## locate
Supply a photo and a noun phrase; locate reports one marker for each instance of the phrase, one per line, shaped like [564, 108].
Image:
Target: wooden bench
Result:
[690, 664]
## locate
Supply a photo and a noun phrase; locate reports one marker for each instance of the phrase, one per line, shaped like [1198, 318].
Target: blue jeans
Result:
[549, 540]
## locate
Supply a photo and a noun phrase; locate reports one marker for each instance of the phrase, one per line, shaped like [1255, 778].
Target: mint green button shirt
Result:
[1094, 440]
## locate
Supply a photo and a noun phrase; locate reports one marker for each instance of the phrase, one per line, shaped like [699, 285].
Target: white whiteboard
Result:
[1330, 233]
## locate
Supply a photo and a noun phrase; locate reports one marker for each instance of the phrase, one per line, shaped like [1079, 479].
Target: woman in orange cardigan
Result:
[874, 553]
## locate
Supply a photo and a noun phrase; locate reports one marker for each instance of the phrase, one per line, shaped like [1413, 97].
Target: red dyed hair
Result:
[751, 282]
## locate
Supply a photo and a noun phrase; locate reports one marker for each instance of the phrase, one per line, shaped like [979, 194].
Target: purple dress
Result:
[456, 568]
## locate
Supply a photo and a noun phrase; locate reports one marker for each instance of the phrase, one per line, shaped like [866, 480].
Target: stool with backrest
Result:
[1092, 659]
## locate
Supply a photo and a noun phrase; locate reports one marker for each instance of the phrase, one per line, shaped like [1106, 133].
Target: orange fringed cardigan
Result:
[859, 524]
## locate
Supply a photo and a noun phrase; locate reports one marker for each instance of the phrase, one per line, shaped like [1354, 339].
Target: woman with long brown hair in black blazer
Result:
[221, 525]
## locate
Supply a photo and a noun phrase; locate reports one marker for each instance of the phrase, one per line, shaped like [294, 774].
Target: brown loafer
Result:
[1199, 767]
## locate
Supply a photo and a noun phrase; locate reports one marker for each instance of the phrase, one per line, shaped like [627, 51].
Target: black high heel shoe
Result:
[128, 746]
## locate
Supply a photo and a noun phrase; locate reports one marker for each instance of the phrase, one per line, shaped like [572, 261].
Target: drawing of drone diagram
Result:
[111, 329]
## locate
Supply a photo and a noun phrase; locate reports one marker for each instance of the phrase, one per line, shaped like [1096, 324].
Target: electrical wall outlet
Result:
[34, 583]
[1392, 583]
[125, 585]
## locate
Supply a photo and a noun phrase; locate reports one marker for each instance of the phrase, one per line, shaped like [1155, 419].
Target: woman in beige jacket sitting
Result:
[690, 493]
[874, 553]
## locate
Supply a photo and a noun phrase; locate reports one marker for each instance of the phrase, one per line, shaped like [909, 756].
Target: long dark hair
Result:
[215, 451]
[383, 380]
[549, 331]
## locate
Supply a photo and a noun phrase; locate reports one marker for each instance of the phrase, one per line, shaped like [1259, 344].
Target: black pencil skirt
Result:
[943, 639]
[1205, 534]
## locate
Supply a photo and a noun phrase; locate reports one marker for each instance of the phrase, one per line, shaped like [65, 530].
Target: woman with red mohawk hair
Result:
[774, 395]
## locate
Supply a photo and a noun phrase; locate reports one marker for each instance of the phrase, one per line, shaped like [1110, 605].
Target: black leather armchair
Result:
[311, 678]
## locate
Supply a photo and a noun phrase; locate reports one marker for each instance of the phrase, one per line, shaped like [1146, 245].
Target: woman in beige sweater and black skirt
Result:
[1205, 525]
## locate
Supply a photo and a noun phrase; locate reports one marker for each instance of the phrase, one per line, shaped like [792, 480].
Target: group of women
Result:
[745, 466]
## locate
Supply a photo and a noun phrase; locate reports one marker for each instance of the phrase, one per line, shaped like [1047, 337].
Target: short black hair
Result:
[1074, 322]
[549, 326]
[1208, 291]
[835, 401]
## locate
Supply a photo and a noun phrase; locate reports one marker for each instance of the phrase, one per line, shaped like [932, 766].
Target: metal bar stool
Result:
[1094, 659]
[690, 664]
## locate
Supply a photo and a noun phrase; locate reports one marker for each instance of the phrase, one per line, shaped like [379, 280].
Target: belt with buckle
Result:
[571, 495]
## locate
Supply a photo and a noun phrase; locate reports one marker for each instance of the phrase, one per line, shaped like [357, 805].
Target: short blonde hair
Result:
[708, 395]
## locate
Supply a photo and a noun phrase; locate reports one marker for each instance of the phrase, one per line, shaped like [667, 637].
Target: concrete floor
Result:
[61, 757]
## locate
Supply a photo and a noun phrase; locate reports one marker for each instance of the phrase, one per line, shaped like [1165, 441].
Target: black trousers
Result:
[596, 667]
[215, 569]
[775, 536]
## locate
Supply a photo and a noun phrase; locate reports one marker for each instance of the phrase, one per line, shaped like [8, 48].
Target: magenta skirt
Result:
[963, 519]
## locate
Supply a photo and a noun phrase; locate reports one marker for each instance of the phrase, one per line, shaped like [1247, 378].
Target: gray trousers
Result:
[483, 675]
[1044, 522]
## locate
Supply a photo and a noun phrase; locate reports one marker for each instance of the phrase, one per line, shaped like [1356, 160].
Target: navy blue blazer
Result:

....

[Task to carry out] Each line of the data must be copied exactly as it appears.

[Solution for this problem]
## locate
Supply a photo and a noun phrase; locate reports one marker for each instance of the phrase, one per line, shaped like [564, 108].
Image:
Target: wooden bench
Result:
[690, 664]
## locate
Supply a photo and a noun phrase; locate reports one marker for each instance of the phrase, one per line, shaped like [1198, 318].
Target: blue jeans
Result:
[549, 540]
## locate
Supply a photo and a noun phrase; locate reports one marker for each instance of the phrase, one per line, shaped like [1255, 778].
Target: mint green button shirt
Result:
[1094, 440]
## locate
Supply a photo and a noun phrase; locate reports one marker for each instance of the phrase, one per line, shaped like [699, 285].
Target: white whiteboard
Result:
[1330, 233]
## locate
Supply a photo and a noun phrase; locate reports one marker for each instance of the phrase, one per line, shaped like [1079, 479].
Target: woman in orange cardigan
Result:
[874, 553]
## locate
Supply a photo and a noun phrase; locate reports one marker for each instance of the phrase, one per line, shaped like [1413, 97].
Target: red dyed hair
Result:
[751, 282]
## locate
Supply a photo and a noun phrase; locate reports one marker for each instance of the phrase, one per line, shaped like [979, 194].
Target: purple dress
Result:
[456, 568]
## locate
Supply a photo and a noun phrase; locate reports one marker for each instance of the phrase, one per line, shaped like [866, 480].
Target: stool with backrest
Result:
[1092, 659]
## locate
Supply a photo and a noun phrase; locate reports one marker for each instance of the phrase, one per line, shaped like [1106, 133].
Target: orange fringed cardigan
Result:
[859, 524]
## locate
Supply a photo and a noun phrase; locate reports one marker for each instance of the phrase, one per line, shaped like [1354, 339].
Target: woman with long brown hair in black blazer
Result:
[221, 525]
## locate
Supply a photo and a noun phrase; locate reports one marker for each instance of the phrase, one per line, shaped like [294, 774].
Target: brown loafer
Result:
[1199, 767]
## locate
Supply a photo and a noun phrase; locate reports one marker for each instance of the phrase, one per line, shaped like [627, 51].
Target: black high heel shoe
Result:
[128, 746]
## locate
Supply a photo and a noun phrase; locate reports one marker for each instance of the phrase, one per line, shaped like [572, 261].
Target: drawing of drone diagram
Result:
[111, 329]
## locate
Supply a photo and a noun phrase; locate reports one marker for each instance of the phrase, one per line, shaped like [1096, 324].
Target: electrical wall outlet
Result:
[34, 583]
[1392, 583]
[125, 585]
## locate
Supply a photo and a noun phrase; locate reports one marker for each instance of the phrase, one per line, shaped like [1155, 419].
Target: woman in beige jacket sitting
Result:
[690, 493]
[874, 553]
## locate
Supply a photo and a noun phrase; locate reports one marker for each instance of the phrase, one per line, shaped like [909, 756].
Target: long dark hair
Result:
[215, 451]
[383, 380]
[549, 331]
## locate
Supply a photo and a noun phrase; locate reports one marker for each instance of the phrase, one per line, shaped like [1259, 344].
Target: black pencil skirt
Result:
[943, 639]
[1205, 534]
## locate
Supply a photo and a noun phrase; locate reports one marker for each instance of the phrase, one per line, shaped like [65, 530].
Target: woman with red mohawk hair
Result:
[774, 395]
## locate
Supply a photo and a noun phrase; locate reports one marker for each instance of the phrase, one per line, shaped like [1110, 605].
Target: black leather armchair
Result:
[311, 678]
## locate
Supply a photo and a noun phrase; locate reports one marker for each instance of the phrase, one per line, shaped like [1146, 245].
Target: woman in beige sweater and black skirt
Result:
[1205, 525]
## locate
Supply a photo and a noun phrase; locate reports one marker for each instance of the phrase, one per line, shaped like [792, 480].
Target: group of women
Result:
[745, 466]
## locate
Supply a photo and a noun phrase; locate reports one marker for each instance of the phrase, one per line, shaped like [1047, 337].
Target: short black hair
Result:
[1074, 322]
[549, 326]
[1208, 291]
[835, 401]
## locate
Supply a photo and a noun phrase; locate reports one marker for each instance of the phrase, one per line, shaped like [932, 766].
Target: metal bar stool
Result:
[1094, 659]
[690, 664]
## locate
Supply a photo and a noun phrase; locate reports one marker for each instance of the phrase, one per line, shaped like [379, 280].
Target: belt with buckle
Result:
[571, 495]
## locate
Supply a photo and a noun phrase; locate reports one marker for each instance of the phrase, one per line, shaped like [357, 805].
Target: short blonde hair
Result:
[708, 395]
## locate
Supply a photo and a noun phrase; locate reports one marker for each instance of the phrase, one per line, shaped like [667, 637].
Target: concrete floor
Result:
[61, 757]
## locate
Supply a photo and a noun phrase; locate reports one marker for each instance of the phrase, one per line, shaped like [1165, 441].
Target: black trousers
Result:
[596, 667]
[215, 569]
[775, 536]
## locate
Supply a photo and a noun phrase; locate reports one marker for each instance of the phrase, one per line, shaped like [8, 48].
Target: magenta skirt
Result:
[963, 519]
## locate
Supply a photo and a noun phrase; locate reports one marker for each instance of the phrase, one per line, shaped like [1247, 378].
Target: gray trousers
Result:
[483, 675]
[1044, 522]
## locate
Supply a photo and a noun phrase; locate reports one marker for each instance of the phrase, one per line, shaped like [1356, 160].
Target: navy blue blazer
Result:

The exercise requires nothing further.